_Task to complete_
The answer must reproduce all of the data below exactly and contain no images.
[Given entries Boundary: Start]
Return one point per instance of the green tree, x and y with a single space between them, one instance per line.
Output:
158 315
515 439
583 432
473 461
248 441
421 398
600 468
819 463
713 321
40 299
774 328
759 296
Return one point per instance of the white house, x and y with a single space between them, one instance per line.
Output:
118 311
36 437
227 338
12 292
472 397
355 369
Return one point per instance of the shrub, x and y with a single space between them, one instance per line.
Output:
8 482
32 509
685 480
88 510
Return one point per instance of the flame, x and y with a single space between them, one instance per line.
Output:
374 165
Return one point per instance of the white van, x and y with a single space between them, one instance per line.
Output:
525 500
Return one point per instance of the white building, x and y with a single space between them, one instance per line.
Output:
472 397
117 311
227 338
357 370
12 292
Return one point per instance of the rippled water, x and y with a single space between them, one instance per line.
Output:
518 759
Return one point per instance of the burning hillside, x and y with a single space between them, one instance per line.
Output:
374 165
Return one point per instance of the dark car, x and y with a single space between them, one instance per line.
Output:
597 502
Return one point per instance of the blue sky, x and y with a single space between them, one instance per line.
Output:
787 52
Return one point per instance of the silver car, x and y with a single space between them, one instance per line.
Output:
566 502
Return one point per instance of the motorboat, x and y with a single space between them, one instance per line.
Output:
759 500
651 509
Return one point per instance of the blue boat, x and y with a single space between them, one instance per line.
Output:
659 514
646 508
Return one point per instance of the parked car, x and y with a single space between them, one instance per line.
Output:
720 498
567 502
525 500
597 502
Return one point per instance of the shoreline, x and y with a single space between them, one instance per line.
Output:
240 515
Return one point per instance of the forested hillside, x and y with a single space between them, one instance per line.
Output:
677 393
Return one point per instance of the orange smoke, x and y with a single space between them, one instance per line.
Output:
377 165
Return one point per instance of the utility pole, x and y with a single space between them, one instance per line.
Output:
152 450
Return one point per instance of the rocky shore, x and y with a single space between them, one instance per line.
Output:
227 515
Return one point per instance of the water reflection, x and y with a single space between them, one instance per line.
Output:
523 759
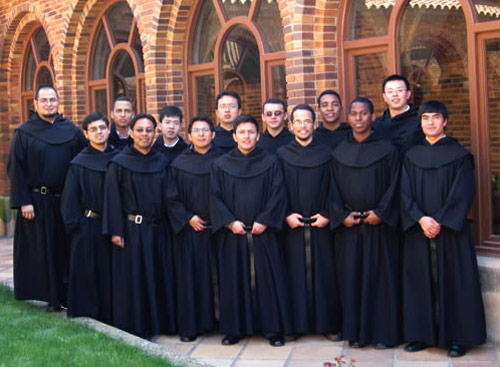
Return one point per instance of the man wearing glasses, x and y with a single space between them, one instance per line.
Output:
39 157
399 124
274 116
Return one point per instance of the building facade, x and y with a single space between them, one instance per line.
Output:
184 52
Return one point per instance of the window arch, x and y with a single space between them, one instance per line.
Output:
116 66
236 45
38 70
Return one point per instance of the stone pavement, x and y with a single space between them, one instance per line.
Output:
308 351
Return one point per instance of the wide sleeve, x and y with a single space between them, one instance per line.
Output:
273 214
178 214
113 223
71 207
20 193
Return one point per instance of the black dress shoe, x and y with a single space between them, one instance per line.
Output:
187 339
457 351
230 340
276 341
415 346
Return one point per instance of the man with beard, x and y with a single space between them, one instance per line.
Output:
331 131
306 239
227 108
89 291
442 304
400 123
365 216
39 157
249 205
169 142
122 114
188 201
135 217
274 117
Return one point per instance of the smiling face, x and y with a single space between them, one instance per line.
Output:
246 137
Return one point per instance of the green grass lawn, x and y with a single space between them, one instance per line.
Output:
31 337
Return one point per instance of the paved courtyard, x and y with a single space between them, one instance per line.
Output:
306 352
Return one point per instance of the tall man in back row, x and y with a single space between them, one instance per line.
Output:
39 157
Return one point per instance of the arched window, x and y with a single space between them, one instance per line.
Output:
450 51
116 65
38 70
237 45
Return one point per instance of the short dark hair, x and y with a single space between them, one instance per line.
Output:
433 106
45 87
92 117
208 120
365 101
274 101
303 106
170 111
122 99
393 77
228 93
142 116
245 118
332 92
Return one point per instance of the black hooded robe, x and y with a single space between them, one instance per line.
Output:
438 181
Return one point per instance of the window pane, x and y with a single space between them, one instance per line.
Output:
101 55
123 78
205 96
487 10
235 8
42 45
370 18
29 70
205 35
279 81
371 70
433 44
241 69
120 19
269 20
493 77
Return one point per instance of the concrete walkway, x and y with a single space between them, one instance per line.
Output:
308 351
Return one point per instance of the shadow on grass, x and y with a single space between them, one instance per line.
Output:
29 336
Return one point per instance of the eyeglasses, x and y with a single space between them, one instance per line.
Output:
47 100
200 130
275 113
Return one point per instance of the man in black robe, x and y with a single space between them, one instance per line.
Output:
188 202
169 142
400 123
135 206
39 157
122 114
89 290
331 131
227 109
249 205
274 117
442 304
365 215
306 238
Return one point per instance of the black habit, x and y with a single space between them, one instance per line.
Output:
89 290
143 283
367 175
188 195
307 177
250 188
438 181
39 157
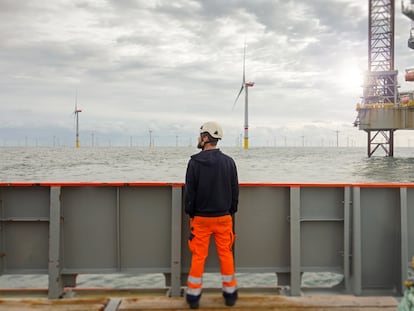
[Given entries Boundary: End]
_Solution_
Return one point per instance of the green tree, x and y with a single space between them, one instance per line.
Output:
158 315
515 439
583 432
473 461
248 441
421 398
600 468
819 463
713 321
40 299
774 328
759 296
Return one point per instance of the white house, x and y with a single space between them, one instance per line.
Output:
118 311
36 437
227 338
12 292
472 397
355 369
Return one point per instance of the shrub, x and y with a single space between them, one instance per line.
Output:
8 482
32 509
685 480
88 510
Return one point per instance of the flame, x and y with a single space between them, one instance per line.
Output:
374 165
Return one point per instance of the white van, x and y with a single space between them, one instance per line.
Output:
525 500
Return one point per instance of the white building, x and y with a single space between them, one instance per line.
Output:
472 397
117 311
227 338
357 370
12 292
Return one point per instance of the rippled water, x and y with a single space between them, one instance per line.
Output:
518 759
Return one point per instance of the burning hillside, x and y with a single space between them, one instance per line.
Output:
374 165
Return one point per instance of the dark car, x and y with a single space between them, one instance per line.
Output:
597 502
Return one point per instance of the blue sky, x and y with a single space between them, one instance per line.
Output:
787 52
Return one point per instance of the silver car, x and y with a single space between them, one instance per line.
Output:
566 502
Return one point per instance of the motorboat, x and y with a single space between them, one instance per line.
Output:
759 500
651 509
Return one point per instance of the blue boat, x and y with a single space between them, one instance per line.
Output:
659 514
646 508
Return one point per instance of the parked car, x and y with a single space between them, one instance per line.
Output:
720 498
567 502
525 500
597 502
Return one point per instance of the shoreline, x and y with a single space between them, one instance per line.
Output:
240 515
Return one point per instance of the forested hillside, x and y with a single space between them, one instance per line.
Output:
677 393
Return one point per instance of the orange smoke, x and y with a single space between them, one instance per line.
Output:
377 165
Return one point per instance of the utility pole, x and y with a single space between them, one instance per line.
Output:
152 450
Return one point per instance of the rocky shore, x and y with a single space between them, one instance per line.
Output:
227 515
Return one point per instance of the water reflection, x and y with a single space between them, one instance per line.
Output:
523 759
Return one point per instance of the man wearing glasses, x and y with a single space between them, one instance per line.
Output:
39 157
399 124
274 116
Return one point per instance of the building facade, x and y with a single space between them, one instance per line.
Output:
184 52
Return one point per instance of the window arch, x and y with a single space between them, one instance per line.
Output:
116 66
236 45
38 70
Return one point per instance of the stone pavement, x and y with a single space between them, one instance per line.
Output:
308 351
Return one point per instance of the wide sleeve, x and y with a single space between them, one instance per line.
Output:
273 214
178 214
113 223
71 207
20 193
Return one point per instance of the black dress shoe, x and y with a single space between them, one instance per line.
Output:
187 339
457 351
230 340
276 341
415 346
Return one point per instance of the man with beard, x and y with a single space between them, one instance per line.
Output:
331 131
306 239
227 108
89 291
442 304
400 123
365 216
39 157
249 205
169 142
122 114
188 201
135 217
274 117
Return one point per instance of the smiling face, x and y with a single space between them, one instance per line.
Output:
246 137
Return one point per instance of the green grass lawn, x and y with a single space between them, one instance per line.
Output:
31 337
Return one point per instance of the paved courtyard, x and y with a single space between them, one instance per line.
Output:
306 352
Return one point per instance of the tall man in back row, x and y with a single space between them, one instance per line.
Output:
39 157
Return one point per instance of the arched window, x and y with a single space between them, one instance per line.
Output:
450 51
116 65
38 70
237 45
Return one point per instance of the short dark hair, x and y with a single space between them, one instance per line.
Output:
433 106
45 87
92 117
208 120
365 101
274 101
303 106
170 111
122 99
393 77
228 93
142 116
245 118
332 92
Return one point per instance of the black hooded robe, x and y with a single space between them, one instance per line.
Output:
438 181
Return one point per instance of the window pane, x and y with a single space between them, one instance per line.
Output:
101 55
123 78
205 96
487 10
235 8
42 45
370 18
29 70
205 35
279 81
371 70
433 44
241 69
120 19
269 20
493 77
Return one point per instance of the concrete walkway, x and y with a single space between them, one instance per line.
Output:
308 351
Return one point per instance of the shadow on grass, x and y with a single space between them, one instance per line.
Output:
29 336
Return one point per instance of the eyeglasses, x and y with a single space between them, one instance per line.
Output:
47 100
200 130
275 113
Return one point per instance of the man in black robe, x and y with a single space between them, one instance per line.
Output:
188 202
169 142
400 123
135 206
39 157
122 114
89 290
331 131
227 109
249 205
274 117
442 304
365 215
306 238
Return one point per instance of the black habit, x and y with a single space between them, one instance per line.
Output:
89 290
143 283
367 175
188 195
307 177
250 188
438 181
39 157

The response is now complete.